▶ COSA FARE
Riscrivi le voci sostituendo "statue" con "sculpture" e lascia tutto il resto invariato.

▶ ESTRATTI DELLE VOCI
····················
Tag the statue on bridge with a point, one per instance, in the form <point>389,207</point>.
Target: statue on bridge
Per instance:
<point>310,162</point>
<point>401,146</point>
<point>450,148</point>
····················
▶ RISULTATO
Tag the sculpture on bridge with a point, one per instance, in the form <point>389,207</point>.
Target: sculpture on bridge
Per instance:
<point>310,162</point>
<point>401,146</point>
<point>450,148</point>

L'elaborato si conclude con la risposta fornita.